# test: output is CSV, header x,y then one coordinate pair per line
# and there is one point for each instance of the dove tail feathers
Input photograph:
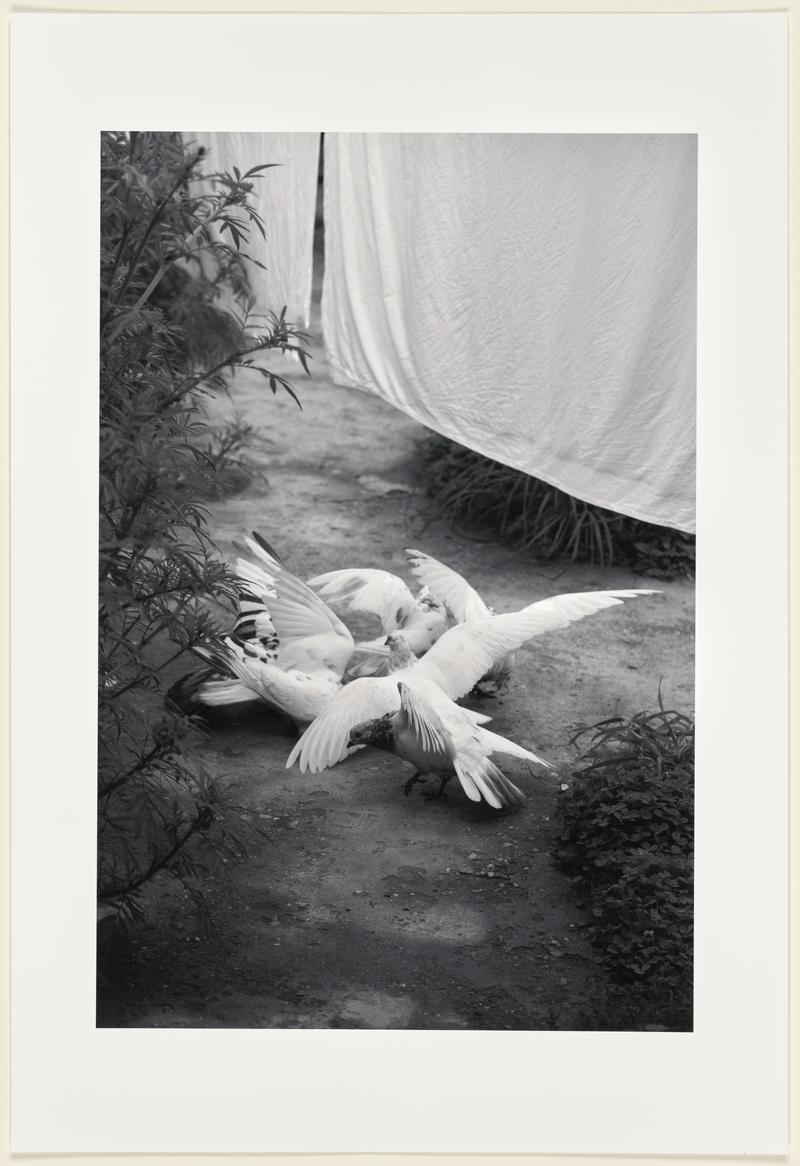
x,y
499,744
216,693
490,784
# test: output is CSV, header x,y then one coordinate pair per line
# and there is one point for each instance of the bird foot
x,y
434,794
412,781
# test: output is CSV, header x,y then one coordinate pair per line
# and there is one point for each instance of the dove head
x,y
400,655
378,732
428,601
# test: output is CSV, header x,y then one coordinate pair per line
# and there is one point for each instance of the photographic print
x,y
437,717
397,575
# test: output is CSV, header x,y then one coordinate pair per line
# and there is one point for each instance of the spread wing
x,y
425,721
461,599
465,653
310,634
325,740
378,592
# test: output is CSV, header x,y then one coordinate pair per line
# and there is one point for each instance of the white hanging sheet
x,y
528,295
285,196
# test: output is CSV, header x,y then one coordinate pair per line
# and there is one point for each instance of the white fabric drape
x,y
528,295
286,199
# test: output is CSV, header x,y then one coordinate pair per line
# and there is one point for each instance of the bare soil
x,y
359,906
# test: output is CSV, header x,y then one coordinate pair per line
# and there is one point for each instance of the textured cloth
x,y
528,295
286,199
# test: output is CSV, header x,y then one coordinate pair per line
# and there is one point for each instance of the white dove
x,y
437,736
295,652
463,603
421,617
455,662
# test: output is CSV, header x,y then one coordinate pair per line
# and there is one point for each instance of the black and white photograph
x,y
397,566
400,578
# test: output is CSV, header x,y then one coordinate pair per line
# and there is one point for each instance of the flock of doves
x,y
290,651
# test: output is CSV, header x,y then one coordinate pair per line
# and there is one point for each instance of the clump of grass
x,y
625,837
533,515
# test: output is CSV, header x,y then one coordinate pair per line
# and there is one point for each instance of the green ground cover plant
x,y
531,514
625,837
176,321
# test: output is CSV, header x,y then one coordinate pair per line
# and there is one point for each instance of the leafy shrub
x,y
173,328
533,515
625,836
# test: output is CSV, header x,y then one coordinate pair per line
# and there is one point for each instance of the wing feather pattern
x,y
325,740
465,653
461,599
373,591
425,721
297,613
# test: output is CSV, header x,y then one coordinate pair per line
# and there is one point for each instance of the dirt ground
x,y
363,907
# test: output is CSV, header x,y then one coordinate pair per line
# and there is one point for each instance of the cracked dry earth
x,y
358,906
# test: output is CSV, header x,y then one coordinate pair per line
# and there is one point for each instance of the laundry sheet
x,y
531,296
285,197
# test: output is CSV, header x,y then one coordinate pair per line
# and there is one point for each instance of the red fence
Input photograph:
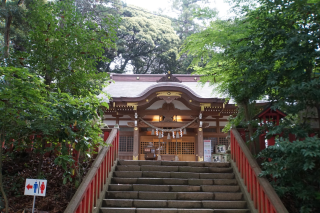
x,y
264,197
93,184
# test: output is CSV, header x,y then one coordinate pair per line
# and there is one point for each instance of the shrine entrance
x,y
154,108
183,147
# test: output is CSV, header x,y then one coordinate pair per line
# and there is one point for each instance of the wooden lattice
x,y
223,141
169,146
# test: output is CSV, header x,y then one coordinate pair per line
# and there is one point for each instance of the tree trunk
x,y
7,35
318,110
1,182
248,119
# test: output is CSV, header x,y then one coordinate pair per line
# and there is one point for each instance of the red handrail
x,y
264,197
92,185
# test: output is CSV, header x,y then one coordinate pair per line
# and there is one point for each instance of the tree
x,y
294,172
56,96
12,14
146,42
21,99
276,59
272,53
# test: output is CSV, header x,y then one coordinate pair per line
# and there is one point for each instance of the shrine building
x,y
174,113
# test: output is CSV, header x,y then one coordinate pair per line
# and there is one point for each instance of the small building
x,y
156,108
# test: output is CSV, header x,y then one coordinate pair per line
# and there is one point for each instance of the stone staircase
x,y
173,187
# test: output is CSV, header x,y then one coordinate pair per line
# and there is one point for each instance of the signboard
x,y
35,187
207,150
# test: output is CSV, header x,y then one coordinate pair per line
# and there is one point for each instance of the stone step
x,y
151,195
174,169
169,210
173,163
173,188
206,204
184,175
173,181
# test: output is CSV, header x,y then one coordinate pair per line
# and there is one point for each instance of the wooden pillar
x,y
200,144
136,143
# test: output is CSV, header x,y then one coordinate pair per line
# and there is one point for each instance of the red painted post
x,y
105,136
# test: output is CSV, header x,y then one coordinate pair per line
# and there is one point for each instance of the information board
x,y
35,187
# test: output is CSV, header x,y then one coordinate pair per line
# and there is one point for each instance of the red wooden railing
x,y
264,198
85,198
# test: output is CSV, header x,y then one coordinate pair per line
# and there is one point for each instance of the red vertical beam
x,y
262,201
91,196
258,196
232,146
251,182
267,204
255,197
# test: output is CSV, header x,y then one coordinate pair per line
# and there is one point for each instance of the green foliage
x,y
146,42
271,52
294,171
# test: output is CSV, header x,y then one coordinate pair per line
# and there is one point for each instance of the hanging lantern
x,y
168,137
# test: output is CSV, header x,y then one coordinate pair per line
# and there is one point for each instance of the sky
x,y
153,5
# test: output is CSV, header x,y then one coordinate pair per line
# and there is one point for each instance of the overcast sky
x,y
153,5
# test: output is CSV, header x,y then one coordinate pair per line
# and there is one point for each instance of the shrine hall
x,y
175,114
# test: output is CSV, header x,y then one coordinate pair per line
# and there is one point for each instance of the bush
x,y
294,171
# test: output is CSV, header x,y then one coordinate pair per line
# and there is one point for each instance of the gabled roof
x,y
134,86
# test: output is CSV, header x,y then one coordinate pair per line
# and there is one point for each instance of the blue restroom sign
x,y
35,187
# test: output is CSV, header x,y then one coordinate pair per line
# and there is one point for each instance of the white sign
x,y
35,187
207,150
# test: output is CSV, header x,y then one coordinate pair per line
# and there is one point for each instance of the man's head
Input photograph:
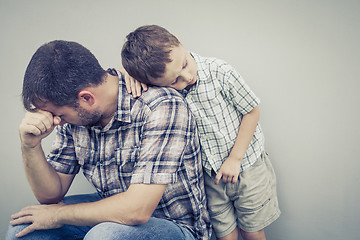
x,y
154,56
56,74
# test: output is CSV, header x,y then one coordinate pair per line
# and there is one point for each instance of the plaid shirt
x,y
151,140
219,100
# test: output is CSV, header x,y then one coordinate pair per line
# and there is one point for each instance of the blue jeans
x,y
155,228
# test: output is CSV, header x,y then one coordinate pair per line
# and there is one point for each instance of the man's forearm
x,y
133,207
43,179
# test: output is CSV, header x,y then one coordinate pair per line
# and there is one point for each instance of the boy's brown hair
x,y
146,52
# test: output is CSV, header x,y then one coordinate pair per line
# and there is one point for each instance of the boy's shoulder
x,y
211,64
155,95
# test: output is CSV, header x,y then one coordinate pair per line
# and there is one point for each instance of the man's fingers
x,y
21,220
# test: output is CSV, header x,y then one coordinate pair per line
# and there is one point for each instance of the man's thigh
x,y
65,232
154,229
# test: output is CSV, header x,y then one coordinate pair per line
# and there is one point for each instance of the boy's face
x,y
181,72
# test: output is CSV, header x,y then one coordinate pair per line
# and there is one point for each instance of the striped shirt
x,y
219,100
150,140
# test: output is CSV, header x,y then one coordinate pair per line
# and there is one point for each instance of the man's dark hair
x,y
146,52
57,72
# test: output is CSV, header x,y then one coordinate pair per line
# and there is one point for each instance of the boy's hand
x,y
132,85
36,126
229,171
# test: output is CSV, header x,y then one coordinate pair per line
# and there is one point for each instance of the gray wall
x,y
300,57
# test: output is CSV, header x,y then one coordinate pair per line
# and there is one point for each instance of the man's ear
x,y
86,97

DIRECTION: Reproduce every entry word for word, but omit the pictures.

FINAL ANSWER:
# test: output is CSV, header x,y then one coordinate pair per line
# and there is one point for each instance of the dove tail feathers
Input photograph:
x,y
499,744
216,693
490,784
# test: output is CSV, header x,y then one coordinate pair per line
# and there is one point for each instance of the bird foot
x,y
434,794
412,781
# test: output is CSV, header x,y then one coordinate pair per line
# and there is one point for each instance of the dove head
x,y
400,655
378,732
428,601
# test: output is CSV, header x,y then one coordinate pair per line
# and there is one point for each instance of the photographic print
x,y
437,717
397,575
# test: output is CSV, header x,y then one coordinate pair per line
# and there is one point for each instance of the spread wing
x,y
425,721
461,599
465,653
310,634
325,740
378,592
# test: output is CSV, header x,y then one coordinate pair per line
# and there is one point for each instance of the white hanging sheet
x,y
528,295
285,196
# test: output is CSV, header x,y then one coordinate pair per line
# and there is one point for each instance of the white fabric drape
x,y
528,295
286,199
# test: output is CSV, header x,y then one coordinate pair per line
# and there is one point for each instance of the bare soil
x,y
359,906
# test: output is CSV, header x,y then one coordinate pair per line
# and there is one point for each instance of the textured cloth
x,y
528,295
286,199
# test: output is CSV, header x,y then one coordinate pair per line
# and there is one point for each instance of the white dove
x,y
437,736
295,652
463,603
421,617
455,662
# test: output is CSV, header x,y then one coordinate pair per line
# and there is one point for each instance of the black and white photograph
x,y
397,566
400,578
# test: output is CSV, header x,y then one coordinate pair per line
# and there is one point for each instance of the flock of doves
x,y
290,651
# test: output is CSV, header x,y then one coordinate pair per line
# and there is one point for each instance of the clump of grass
x,y
625,837
533,515
# test: output is CSV, header x,y then one coordinate pair per line
# and there is one point for each instance of the green ground cover plant
x,y
531,514
625,837
176,321
# test: output is CSV, header x,y then one coordinate pair per line
# and there is one point for each instance of the leafy shrub
x,y
173,328
533,515
625,836
# test: output is CSV, header x,y then one coordinate pair per line
# and there is one point for each instance of the wing feather pattern
x,y
325,740
465,653
461,599
373,591
425,721
297,613
# test: output is CSV, header x,y then one coordinate pair per line
# and there is one point for each instance of the dirt ground
x,y
363,907
# test: output is CSV, header x,y then one coordinate pair per line
# and there is one point for each instance of the cracked dry earth
x,y
358,906
# test: output is CSV, header x,y then one coordinate pair per line
# and there is one point for each instance of the laundry sheet
x,y
531,296
285,197
# test: output is CSV, header x,y then one coordinate pair per line
# and there is one point for each instance of the red fence
Input photograph:
x,y
264,197
93,184
# test: output is CSV, header x,y then one coordinate pair per line
# and there is one point for each instance of the shrine entrance
x,y
154,108
183,147
# test: output is CSV, header x,y then one coordinate pair per line
# and there is one point for each instance of the wooden lattice
x,y
223,141
169,146
# test: output is CSV, header x,y then one coordinate pair per line
# and there is one point for each instance of the tree trunk
x,y
7,35
318,110
1,182
248,119
# test: output is CSV, header x,y then one coordinate pair per line
# and there is one point for each instance of the red handrail
x,y
264,197
92,185
# test: output is CSV, header x,y then one coordinate pair per line
# and there is one point for each instance of the tree
x,y
294,172
56,96
12,14
146,42
21,99
276,59
272,53
# test: output is CSV, header x,y then one coordinate pair per line
# and there is one point for each instance of the shrine building
x,y
174,113
# test: output is CSV, header x,y then one coordinate pair per line
# and there is one point for each instance of the small building
x,y
156,108
# test: output is CSV, header x,y then one coordinate pair per line
# and there is one point for each instance of the stone staircase
x,y
173,187
# test: output is CSV, header x,y then one coordinate pair per line
# and there is one point for each instance of the signboard
x,y
35,187
207,150
# test: output is CSV, header x,y then one coordinate pair per line
# and there is one point for each instance of the stone step
x,y
151,195
174,169
169,210
173,163
173,188
206,204
184,175
173,181
# test: output is CSV, header x,y then one coordinate pair per line
# and there is one point for each instance of the wooden pillar
x,y
200,144
136,143
# test: output is CSV, header x,y then one coordinate pair per line
# and there is one point for each instance of the red painted post
x,y
105,136
# test: output is CSV, header x,y then one coordinate pair per line
# and there is one point for each instance of the information board
x,y
35,187
# test: output is CSV, header x,y then one coordinate pair per line
# and there is one point for each instance of the red wooden railing
x,y
264,198
85,198
# test: output is CSV, header x,y then one coordinate pair per line
# and there is one point for each instance of the red vertical beam
x,y
262,201
91,196
258,196
232,146
251,182
267,204
255,197
# test: output is CSV, header x,y then one coordinate pair per line
# and there is one point for each instance of the green foliage
x,y
146,42
271,52
294,171
# test: output is CSV, header x,y then one coordinate pair per line
# and there is one point for each instance of the hanging lantern
x,y
168,137
# test: output is CSV, header x,y then one coordinate pair per line
# and there is one point for each instance of the sky
x,y
153,5
# test: output is CSV, header x,y then one coordinate pair per line
# and there is one point for each instance of the overcast sky
x,y
153,5
# test: output is CSV, header x,y then one coordinate pair per line
# and there is one point for each instance of the shrine hall
x,y
175,114
# test: output is CSV, header x,y then one coordinate pair per line
# and there is one point for each instance of the bush
x,y
294,171
# test: output is CSV, header x,y then one coordinate pair per line
# and there is one point for each instance of the gabled roof
x,y
134,86
# test: output is CSV, header x,y then one coordinate pair per line
# and there is one point for each instance of the blue restroom sign
x,y
35,187
# test: output is CSV, header x,y then one coordinate pair per line
# and there is one point for each instance of the white sign
x,y
35,187
207,150
# test: output is CSV, header x,y then one coordinate pair per line
# and there is one point for each instance of the man's head
Input photograph:
x,y
154,56
56,74
# test: output is CSV, header x,y then one coordinate pair per line
# and there is one point for each instance of the plaid shirt
x,y
151,140
219,100
# test: output is CSV, header x,y then one coordinate pair per line
# and there is one point for each instance of the blue jeans
x,y
155,228
# test: output is CSV, header x,y then one coordinate pair per line
# and there is one point for each instance of the man's forearm
x,y
133,207
43,179
# test: output is CSV, header x,y then one coordinate pair per line
# and there is one point for each instance of the boy's brown hair
x,y
146,52
# test: output is CSV, header x,y then one coordinate pair per line
# and there is one point for each instance of the boy's shoulder
x,y
211,64
155,95
# test: output is CSV, header x,y then one coordinate pair per line
# and there is one point for each instance of the man's fingers
x,y
21,220
# test: output is CSV, header x,y then one coordinate pair per line
# and there is one point for each instance of the man's thigh
x,y
65,232
154,229
# test: output is CSV, header x,y then one coordinate pair per line
# and there is one point for each instance of the boy's face
x,y
181,72
# test: output is CSV, header x,y then one coordinate pair per line
# and there is one point for each instance of the striped shirt
x,y
219,100
150,140
# test: output is CSV, header x,y then one coordinate pair per line
# and there is one point for each instance of the man's dark hair
x,y
146,52
57,72
# test: output is CSV, header x,y then one coordinate pair per line
# and there is one point for each instance of the boy's hand
x,y
132,85
36,126
229,171
# test: output is CSV, header x,y then one coordinate pair per line
# and there is one point for each instance of the gray wall
x,y
300,57
# test: output is CSV, header x,y then one coordinate pair per line
# and there is one point for each instance of the man's ear
x,y
86,97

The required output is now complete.